**The data:**

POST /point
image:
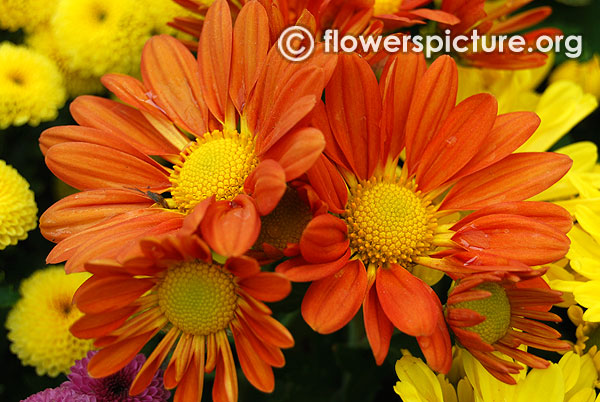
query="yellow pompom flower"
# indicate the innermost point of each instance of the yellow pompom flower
(572, 379)
(77, 82)
(18, 212)
(31, 87)
(101, 36)
(38, 325)
(26, 14)
(586, 74)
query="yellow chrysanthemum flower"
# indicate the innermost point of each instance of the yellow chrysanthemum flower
(77, 82)
(571, 380)
(26, 14)
(31, 87)
(101, 36)
(38, 325)
(586, 74)
(18, 212)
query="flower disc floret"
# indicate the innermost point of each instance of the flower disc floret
(198, 298)
(216, 164)
(388, 222)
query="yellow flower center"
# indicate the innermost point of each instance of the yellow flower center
(388, 222)
(386, 6)
(217, 164)
(495, 309)
(198, 298)
(285, 224)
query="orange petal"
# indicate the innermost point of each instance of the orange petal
(543, 212)
(510, 131)
(297, 151)
(90, 166)
(397, 85)
(457, 141)
(514, 178)
(250, 47)
(259, 373)
(152, 364)
(330, 303)
(81, 211)
(214, 57)
(267, 286)
(434, 97)
(514, 237)
(113, 358)
(299, 270)
(407, 301)
(231, 227)
(267, 185)
(327, 182)
(325, 239)
(437, 347)
(378, 327)
(353, 104)
(170, 72)
(124, 121)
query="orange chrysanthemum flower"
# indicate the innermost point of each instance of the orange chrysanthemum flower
(495, 312)
(236, 82)
(387, 221)
(495, 20)
(171, 283)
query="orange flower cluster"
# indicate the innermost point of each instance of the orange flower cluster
(214, 165)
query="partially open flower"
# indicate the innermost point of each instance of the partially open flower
(495, 312)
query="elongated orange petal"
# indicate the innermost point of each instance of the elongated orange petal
(267, 286)
(514, 178)
(515, 237)
(250, 47)
(297, 151)
(330, 303)
(327, 182)
(437, 347)
(225, 388)
(434, 97)
(113, 358)
(457, 141)
(231, 227)
(510, 131)
(407, 301)
(378, 327)
(125, 121)
(123, 290)
(214, 58)
(258, 372)
(170, 72)
(267, 185)
(397, 85)
(89, 166)
(353, 104)
(83, 210)
(152, 364)
(543, 212)
(325, 239)
(299, 270)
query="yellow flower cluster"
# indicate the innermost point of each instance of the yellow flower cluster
(38, 325)
(31, 87)
(18, 212)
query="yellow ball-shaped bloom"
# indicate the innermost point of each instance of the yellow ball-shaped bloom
(101, 36)
(38, 325)
(18, 212)
(31, 87)
(77, 82)
(26, 14)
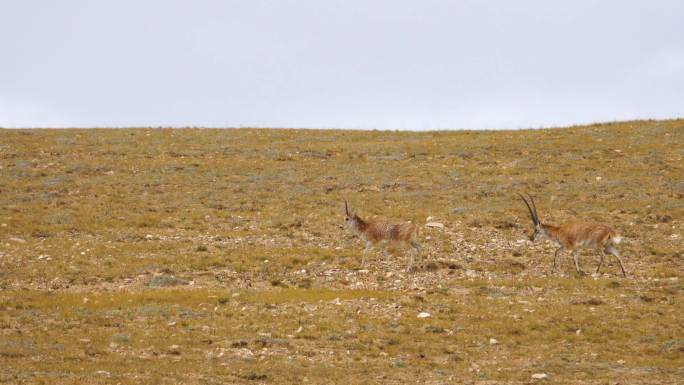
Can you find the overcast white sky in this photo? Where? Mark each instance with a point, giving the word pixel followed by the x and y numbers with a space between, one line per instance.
pixel 389 64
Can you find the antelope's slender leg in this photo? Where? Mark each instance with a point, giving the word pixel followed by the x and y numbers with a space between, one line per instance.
pixel 417 249
pixel 555 258
pixel 369 246
pixel 600 262
pixel 575 256
pixel 410 266
pixel 615 253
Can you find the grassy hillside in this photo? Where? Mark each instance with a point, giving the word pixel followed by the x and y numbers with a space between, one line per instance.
pixel 202 256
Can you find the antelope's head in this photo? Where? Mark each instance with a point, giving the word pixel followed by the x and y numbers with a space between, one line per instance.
pixel 539 232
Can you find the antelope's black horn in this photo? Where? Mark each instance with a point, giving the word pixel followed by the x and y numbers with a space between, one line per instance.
pixel 532 216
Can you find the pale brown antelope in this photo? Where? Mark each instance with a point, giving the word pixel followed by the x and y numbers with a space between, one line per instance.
pixel 575 235
pixel 376 233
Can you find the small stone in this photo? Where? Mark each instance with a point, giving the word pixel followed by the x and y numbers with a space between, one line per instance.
pixel 435 225
pixel 174 349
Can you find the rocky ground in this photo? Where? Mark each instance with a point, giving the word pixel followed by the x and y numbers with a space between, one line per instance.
pixel 218 256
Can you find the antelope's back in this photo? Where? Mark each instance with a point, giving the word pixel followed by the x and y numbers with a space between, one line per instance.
pixel 587 233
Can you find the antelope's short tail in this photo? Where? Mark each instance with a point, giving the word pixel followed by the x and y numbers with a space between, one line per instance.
pixel 616 238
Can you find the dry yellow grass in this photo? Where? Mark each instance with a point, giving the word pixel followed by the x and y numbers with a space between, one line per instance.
pixel 203 256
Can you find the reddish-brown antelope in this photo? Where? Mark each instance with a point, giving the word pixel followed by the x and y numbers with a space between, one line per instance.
pixel 575 235
pixel 381 233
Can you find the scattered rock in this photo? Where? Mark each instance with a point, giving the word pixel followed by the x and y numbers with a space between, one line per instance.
pixel 165 281
pixel 435 225
pixel 174 350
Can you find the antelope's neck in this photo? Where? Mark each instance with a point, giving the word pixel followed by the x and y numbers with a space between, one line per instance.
pixel 551 231
pixel 361 225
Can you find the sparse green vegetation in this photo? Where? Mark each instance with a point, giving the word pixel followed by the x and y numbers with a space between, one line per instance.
pixel 217 256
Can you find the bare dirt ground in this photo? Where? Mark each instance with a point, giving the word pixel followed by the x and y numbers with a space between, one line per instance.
pixel 200 256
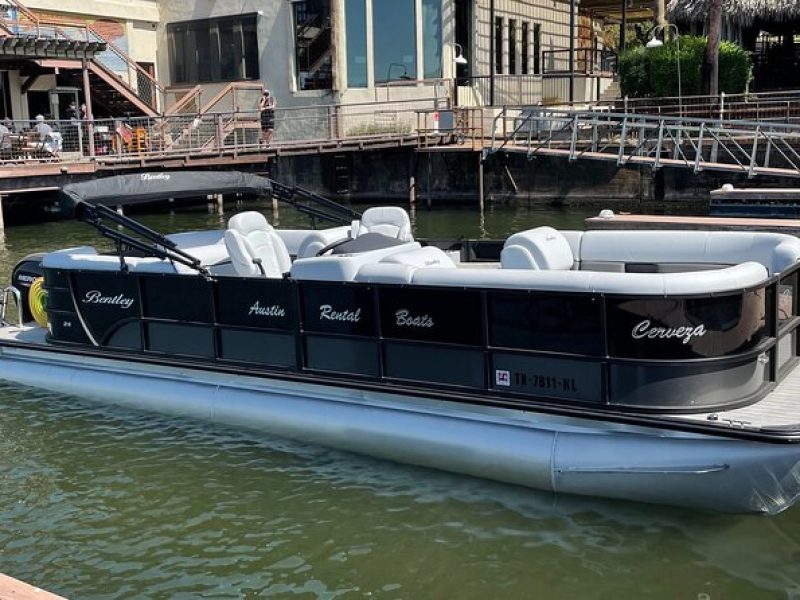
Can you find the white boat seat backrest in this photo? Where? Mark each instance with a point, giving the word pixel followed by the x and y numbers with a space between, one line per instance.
pixel 540 249
pixel 254 245
pixel 392 221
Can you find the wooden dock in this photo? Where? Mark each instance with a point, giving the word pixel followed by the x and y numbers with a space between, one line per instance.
pixel 653 222
pixel 13 589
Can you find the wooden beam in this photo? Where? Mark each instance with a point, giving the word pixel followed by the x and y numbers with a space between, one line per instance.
pixel 28 83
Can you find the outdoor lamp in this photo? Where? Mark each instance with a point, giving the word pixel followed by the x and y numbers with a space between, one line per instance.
pixel 657 43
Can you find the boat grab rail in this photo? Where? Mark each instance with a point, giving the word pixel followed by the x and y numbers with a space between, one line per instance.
pixel 320 207
pixel 160 246
pixel 4 296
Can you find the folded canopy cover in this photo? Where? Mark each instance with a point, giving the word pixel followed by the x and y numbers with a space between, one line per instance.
pixel 125 190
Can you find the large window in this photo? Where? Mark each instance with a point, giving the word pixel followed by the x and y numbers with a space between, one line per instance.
pixel 312 41
pixel 208 50
pixel 498 45
pixel 524 42
pixel 394 40
pixel 356 29
pixel 432 38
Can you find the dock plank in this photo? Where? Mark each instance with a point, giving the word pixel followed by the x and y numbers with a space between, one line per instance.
pixel 653 222
pixel 13 589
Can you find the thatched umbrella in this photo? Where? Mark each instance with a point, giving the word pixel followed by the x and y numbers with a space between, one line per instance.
pixel 741 12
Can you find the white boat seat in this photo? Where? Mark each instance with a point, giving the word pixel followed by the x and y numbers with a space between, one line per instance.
pixel 429 256
pixel 392 221
pixel 671 249
pixel 540 249
pixel 254 247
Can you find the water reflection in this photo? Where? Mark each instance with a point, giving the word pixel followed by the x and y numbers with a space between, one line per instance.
pixel 103 502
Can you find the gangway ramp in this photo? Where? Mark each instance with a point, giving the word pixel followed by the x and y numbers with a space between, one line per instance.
pixel 749 147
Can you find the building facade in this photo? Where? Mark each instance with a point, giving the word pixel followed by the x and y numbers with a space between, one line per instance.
pixel 351 51
pixel 47 82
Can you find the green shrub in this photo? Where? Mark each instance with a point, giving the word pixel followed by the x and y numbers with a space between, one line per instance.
pixel 653 72
pixel 633 72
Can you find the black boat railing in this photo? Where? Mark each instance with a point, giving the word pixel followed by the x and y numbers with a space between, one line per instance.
pixel 159 246
pixel 315 206
pixel 148 242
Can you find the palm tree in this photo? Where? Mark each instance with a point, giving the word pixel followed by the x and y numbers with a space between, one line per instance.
pixel 659 13
pixel 712 49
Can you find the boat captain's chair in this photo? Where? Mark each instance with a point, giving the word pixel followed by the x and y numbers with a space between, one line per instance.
pixel 539 249
pixel 391 221
pixel 256 250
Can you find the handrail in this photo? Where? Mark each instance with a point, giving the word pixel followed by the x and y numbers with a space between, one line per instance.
pixel 128 60
pixel 190 95
pixel 228 89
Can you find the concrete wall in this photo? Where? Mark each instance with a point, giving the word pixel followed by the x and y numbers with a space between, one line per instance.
pixel 276 61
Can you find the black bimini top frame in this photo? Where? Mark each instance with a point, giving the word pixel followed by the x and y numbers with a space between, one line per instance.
pixel 90 202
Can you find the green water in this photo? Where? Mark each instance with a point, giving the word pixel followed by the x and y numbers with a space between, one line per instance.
pixel 100 502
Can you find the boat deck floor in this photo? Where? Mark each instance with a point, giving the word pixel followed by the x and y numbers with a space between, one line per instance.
pixel 780 409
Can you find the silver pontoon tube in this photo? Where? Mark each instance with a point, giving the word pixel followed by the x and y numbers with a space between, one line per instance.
pixel 558 454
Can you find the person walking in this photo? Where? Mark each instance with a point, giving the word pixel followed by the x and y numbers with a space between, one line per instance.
pixel 266 109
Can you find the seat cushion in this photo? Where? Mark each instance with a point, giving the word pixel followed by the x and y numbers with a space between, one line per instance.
pixel 540 249
pixel 387 220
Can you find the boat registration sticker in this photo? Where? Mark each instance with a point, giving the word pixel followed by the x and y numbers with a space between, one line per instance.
pixel 502 378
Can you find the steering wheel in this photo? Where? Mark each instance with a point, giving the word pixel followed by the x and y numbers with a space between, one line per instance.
pixel 332 246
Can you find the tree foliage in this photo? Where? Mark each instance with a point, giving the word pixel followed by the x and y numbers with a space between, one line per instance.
pixel 653 72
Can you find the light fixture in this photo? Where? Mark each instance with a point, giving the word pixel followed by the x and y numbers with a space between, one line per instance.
pixel 459 59
pixel 657 43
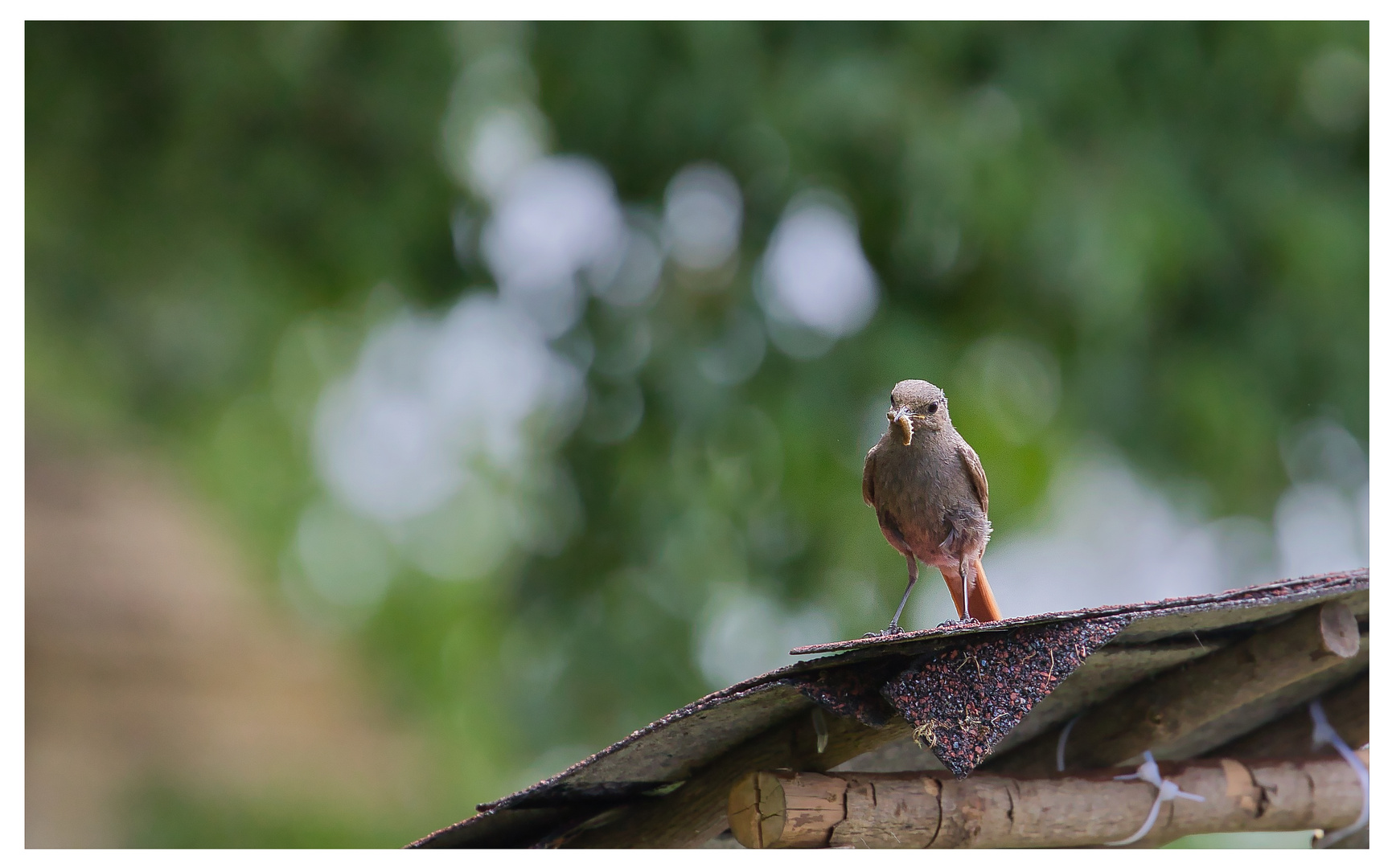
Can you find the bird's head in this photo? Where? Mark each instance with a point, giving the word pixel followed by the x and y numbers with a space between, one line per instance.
pixel 916 405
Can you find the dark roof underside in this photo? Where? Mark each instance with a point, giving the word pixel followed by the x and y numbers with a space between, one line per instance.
pixel 1030 672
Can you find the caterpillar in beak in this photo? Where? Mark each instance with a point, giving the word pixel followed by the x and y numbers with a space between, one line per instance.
pixel 905 420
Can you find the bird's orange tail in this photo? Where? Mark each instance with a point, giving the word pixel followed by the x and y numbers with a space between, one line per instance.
pixel 983 601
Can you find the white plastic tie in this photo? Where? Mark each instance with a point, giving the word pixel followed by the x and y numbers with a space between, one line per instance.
pixel 1168 792
pixel 1324 733
pixel 1062 740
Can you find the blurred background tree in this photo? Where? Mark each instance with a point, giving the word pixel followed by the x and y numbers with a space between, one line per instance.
pixel 535 363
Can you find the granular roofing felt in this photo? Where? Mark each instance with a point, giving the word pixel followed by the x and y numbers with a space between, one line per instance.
pixel 967 689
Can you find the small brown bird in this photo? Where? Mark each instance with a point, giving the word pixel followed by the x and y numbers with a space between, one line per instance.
pixel 929 491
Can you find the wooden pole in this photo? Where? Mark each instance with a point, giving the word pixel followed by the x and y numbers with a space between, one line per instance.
pixel 933 810
pixel 1346 707
pixel 1193 708
pixel 695 813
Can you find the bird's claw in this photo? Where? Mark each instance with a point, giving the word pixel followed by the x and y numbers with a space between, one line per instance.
pixel 889 630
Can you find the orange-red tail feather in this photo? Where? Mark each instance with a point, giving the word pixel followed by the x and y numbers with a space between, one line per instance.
pixel 983 601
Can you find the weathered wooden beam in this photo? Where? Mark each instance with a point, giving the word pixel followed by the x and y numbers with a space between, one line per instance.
pixel 1174 713
pixel 1346 707
pixel 695 813
pixel 778 809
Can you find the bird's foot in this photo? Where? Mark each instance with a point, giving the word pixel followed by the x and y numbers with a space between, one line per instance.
pixel 889 630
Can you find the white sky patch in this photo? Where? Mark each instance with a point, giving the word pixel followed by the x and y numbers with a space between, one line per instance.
pixel 815 273
pixel 558 217
pixel 702 216
pixel 443 434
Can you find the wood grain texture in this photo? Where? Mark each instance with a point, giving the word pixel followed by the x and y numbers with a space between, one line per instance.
pixel 934 810
pixel 698 811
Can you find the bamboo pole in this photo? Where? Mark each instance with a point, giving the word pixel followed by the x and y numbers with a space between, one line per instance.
pixel 933 810
pixel 1346 707
pixel 1186 710
pixel 695 813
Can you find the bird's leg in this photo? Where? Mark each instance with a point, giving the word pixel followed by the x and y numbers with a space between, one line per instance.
pixel 894 622
pixel 967 592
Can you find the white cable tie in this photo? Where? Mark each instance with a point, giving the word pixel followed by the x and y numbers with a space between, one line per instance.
pixel 1062 739
pixel 1168 790
pixel 1324 733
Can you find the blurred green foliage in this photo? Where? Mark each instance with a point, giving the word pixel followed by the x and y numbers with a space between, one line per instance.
pixel 1176 213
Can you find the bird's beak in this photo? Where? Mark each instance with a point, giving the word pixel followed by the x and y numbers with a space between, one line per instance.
pixel 904 420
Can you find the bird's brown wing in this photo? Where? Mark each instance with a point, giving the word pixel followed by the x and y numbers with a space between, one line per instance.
pixel 868 477
pixel 973 469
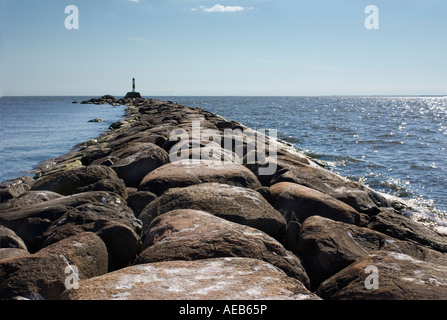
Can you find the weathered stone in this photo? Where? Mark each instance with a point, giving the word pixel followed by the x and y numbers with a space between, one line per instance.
pixel 138 200
pixel 192 235
pixel 9 239
pixel 13 188
pixel 11 253
pixel 352 193
pixel 297 202
pixel 182 174
pixel 209 279
pixel 133 168
pixel 111 185
pixel 119 230
pixel 236 204
pixel 123 244
pixel 31 222
pixel 67 182
pixel 44 273
pixel 401 227
pixel 388 276
pixel 29 198
pixel 328 246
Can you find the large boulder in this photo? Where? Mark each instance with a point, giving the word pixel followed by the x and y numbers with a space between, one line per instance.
pixel 10 253
pixel 208 279
pixel 133 168
pixel 328 246
pixel 9 239
pixel 44 274
pixel 118 228
pixel 138 200
pixel 32 221
pixel 400 227
pixel 190 172
pixel 67 182
pixel 387 275
pixel 236 204
pixel 297 202
pixel 192 234
pixel 351 192
pixel 13 188
pixel 28 198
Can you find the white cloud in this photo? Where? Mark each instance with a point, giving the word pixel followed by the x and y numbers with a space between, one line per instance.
pixel 221 8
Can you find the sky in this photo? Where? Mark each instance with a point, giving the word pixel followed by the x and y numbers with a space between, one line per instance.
pixel 223 47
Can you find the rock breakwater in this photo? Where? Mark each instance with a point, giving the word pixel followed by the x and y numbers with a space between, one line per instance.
pixel 175 202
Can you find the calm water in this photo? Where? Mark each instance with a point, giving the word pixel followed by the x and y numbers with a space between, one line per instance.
pixel 397 145
pixel 33 129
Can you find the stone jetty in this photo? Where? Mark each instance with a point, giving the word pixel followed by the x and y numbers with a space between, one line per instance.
pixel 174 202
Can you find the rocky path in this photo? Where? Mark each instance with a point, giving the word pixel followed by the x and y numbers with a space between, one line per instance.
pixel 178 203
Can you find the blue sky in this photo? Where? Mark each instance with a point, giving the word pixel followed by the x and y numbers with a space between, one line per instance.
pixel 223 47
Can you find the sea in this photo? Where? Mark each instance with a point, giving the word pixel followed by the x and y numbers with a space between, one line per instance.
pixel 394 144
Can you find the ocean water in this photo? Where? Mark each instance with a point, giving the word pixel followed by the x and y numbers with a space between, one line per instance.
pixel 33 129
pixel 396 145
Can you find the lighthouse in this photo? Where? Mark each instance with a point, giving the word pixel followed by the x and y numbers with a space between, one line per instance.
pixel 133 94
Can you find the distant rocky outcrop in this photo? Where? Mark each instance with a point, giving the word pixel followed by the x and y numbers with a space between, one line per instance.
pixel 152 210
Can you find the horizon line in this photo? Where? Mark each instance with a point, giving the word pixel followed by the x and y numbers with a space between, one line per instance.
pixel 320 95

**Work task:**
Copy out all lines above that include the string "query".

**Solution to the problem:**
query="yellow pompom flower"
query="yellow chrysanthemum flower"
query="flower disc floret"
query="yellow flower center"
query="orange petal"
query="orange chrysanthemum flower"
query="orange flower cluster"
query="partially open flower"
query="elongated orange petal"
query="yellow flower cluster"
query="yellow ball-shaped bloom"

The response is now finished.